Proibiram pescar com veneno
e com redes mosquiteiras
e instituíram refúgios permanentes
em volta dos recifes de coral
e dos mangais ameaçados,
incluindo, para minha grande surpresa,
as mesmas ideias que eu tinha ventilado
dois anos antes,
quando a minha evangelização
para a proteção marinha
tinha sido redondamente rejeitada.
Criaram uma área protegida
liderada pela comunidade,
um sistema democrático
para o governo marinho local
que era totalmente inimaginável
alguns anos antes.
Mas não se ficaram por aqui.
Em cinco anos, asseguraram
direitos legais do Estado
para gerir 500 km2 do oceano,
eliminando das águas
arrastões industriais destruidores,
Dez anos depois, estamos a ver
a recuperação dos recifes críticos
no interior desses refúgios.
As comunidades estão a requerer
um reconhecimento maior
dos seus direitos a pescar
e a preços mais justos
que recompensem a sustentabilidade.
Mas tudo isto é apenas
o início da história,
porque esta meia dúzia
de aldeias piscatórias em ação
tinham provocado uma revolução
na conservação marinha
que se espalhara por milhares
de quilómetros,
com impacto em centenas
de milhares de pessoas.
Hoje, em Madagáscar, centenas de locais
são geridos pelas comunidades,
que aplicam esta abordagem à conservação,
com base nos direitos humanos
a todos os tipos de pescas,
desde os caranguejos às cavalinhas.
O modelo transpôs fronteiras
para a África Oriental e o Oceano Índico
e está agora a percorrer as ilhas
até ao sudeste asiático.
Da Tanzânia a Timor Leste,
da Índia à Indonésia,
estamos a ver ocorrer a mesma história
de que, quando a concebemos
como deve ser,
a conservação marinha recolhe dividendos
que vão muito além
da proteção da Natureza,
melhorando as pescas
e motivando ondas de mudança social
ao longo das costas,
reforçando a confiança, a cooperação
e a resiliência das comunidades
para enfrentar a injustiça da pobreza
e a alteração climática.
Eu tenho sido privilegiado
por passar a minha carreira
a catalisar e a interligar
estes movimentos nos trópicos
e aprendi que, enquanto conservacionistas,
o nosso objetivo é ganhar em escala,
em vez de perder mais lentamente.
Precisamos de aproveitar
esta oportunidade global
para reconstituir as pescas:
com trabalhadores no terreno
para ligação com as comunidades
e para as interligar, para as apoiar
a atuar e a aprender umas com as outras;
com governos e advogados
ao lado das comunidades
para garantir os seus direitos
para gerir as pescas;
dar prioridade aos alimentos locais
e à segurança dos empregos,
acima de todos os interesses
em competição na economia dos oceanos;
acabar com os subsídios
para frotas industriais
grosseiramente sobrecapitalizadas
e manter os barcos
industriais e estrangeiros
fora das águas costeiras.

Itens listados >>
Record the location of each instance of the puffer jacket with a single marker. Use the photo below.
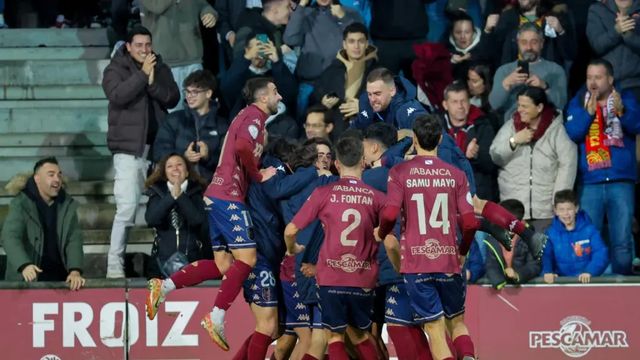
(571, 253)
(533, 173)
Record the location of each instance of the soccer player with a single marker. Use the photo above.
(347, 268)
(432, 194)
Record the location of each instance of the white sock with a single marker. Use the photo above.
(167, 286)
(217, 315)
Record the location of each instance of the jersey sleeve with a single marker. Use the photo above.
(309, 211)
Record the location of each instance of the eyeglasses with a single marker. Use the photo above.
(196, 92)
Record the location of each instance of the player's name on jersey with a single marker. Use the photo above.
(351, 199)
(411, 183)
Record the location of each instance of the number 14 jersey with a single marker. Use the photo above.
(431, 193)
(348, 210)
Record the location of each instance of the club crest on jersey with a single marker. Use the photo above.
(349, 263)
(432, 249)
(253, 131)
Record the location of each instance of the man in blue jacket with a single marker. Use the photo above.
(390, 99)
(575, 246)
(604, 124)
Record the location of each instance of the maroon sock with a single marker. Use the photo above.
(231, 284)
(367, 350)
(195, 273)
(498, 215)
(337, 351)
(464, 346)
(258, 346)
(423, 349)
(243, 351)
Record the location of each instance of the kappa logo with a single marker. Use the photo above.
(575, 338)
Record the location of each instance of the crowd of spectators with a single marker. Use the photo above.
(499, 72)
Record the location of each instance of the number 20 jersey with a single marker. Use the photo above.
(431, 193)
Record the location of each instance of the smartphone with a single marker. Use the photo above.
(524, 67)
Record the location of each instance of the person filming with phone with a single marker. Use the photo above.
(529, 70)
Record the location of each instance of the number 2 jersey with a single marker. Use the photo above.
(431, 194)
(348, 210)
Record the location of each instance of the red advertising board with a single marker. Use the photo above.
(542, 322)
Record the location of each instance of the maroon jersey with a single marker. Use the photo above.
(348, 210)
(246, 133)
(431, 193)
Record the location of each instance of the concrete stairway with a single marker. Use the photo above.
(52, 103)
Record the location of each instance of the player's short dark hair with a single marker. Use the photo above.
(41, 162)
(564, 196)
(320, 109)
(138, 30)
(515, 207)
(355, 27)
(383, 133)
(349, 151)
(456, 86)
(383, 74)
(427, 129)
(201, 79)
(603, 62)
(253, 86)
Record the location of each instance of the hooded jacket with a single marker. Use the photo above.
(623, 52)
(319, 34)
(533, 173)
(23, 233)
(623, 159)
(571, 253)
(130, 96)
(401, 112)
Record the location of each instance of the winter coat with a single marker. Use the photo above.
(175, 26)
(23, 234)
(401, 112)
(571, 253)
(623, 159)
(623, 52)
(319, 35)
(130, 95)
(193, 236)
(533, 173)
(182, 127)
(523, 263)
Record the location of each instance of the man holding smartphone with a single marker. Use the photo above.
(530, 70)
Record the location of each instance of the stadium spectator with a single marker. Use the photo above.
(176, 27)
(41, 235)
(559, 44)
(517, 266)
(139, 87)
(472, 132)
(603, 121)
(341, 84)
(535, 156)
(614, 35)
(532, 70)
(575, 247)
(391, 99)
(176, 211)
(197, 131)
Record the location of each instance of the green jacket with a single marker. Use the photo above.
(23, 235)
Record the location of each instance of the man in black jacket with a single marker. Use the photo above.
(140, 89)
(196, 131)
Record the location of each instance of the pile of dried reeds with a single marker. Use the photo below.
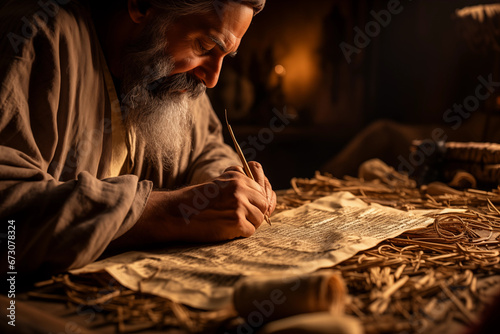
(405, 284)
(425, 277)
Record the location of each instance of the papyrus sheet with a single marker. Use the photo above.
(317, 235)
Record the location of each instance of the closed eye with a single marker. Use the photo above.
(203, 49)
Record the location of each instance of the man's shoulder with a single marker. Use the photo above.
(23, 20)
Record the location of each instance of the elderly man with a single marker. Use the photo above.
(101, 103)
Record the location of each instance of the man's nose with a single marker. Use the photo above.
(209, 71)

Enunciado >>
No texto sobre conservação marinha:
1. Que duas formas de pescar foram proibidas?
2. Quantos km2 de oceano as comunidades obtiveram o direito legal de gerir, em cinco anos?
3. O que se vê, dez anos depois, no interior dos refúgios?

Resposta escrita >>
1. Pescar com veneno e com redes mosquiteiras.
2. 500 km2.
3. A recuperação dos recifes críticos.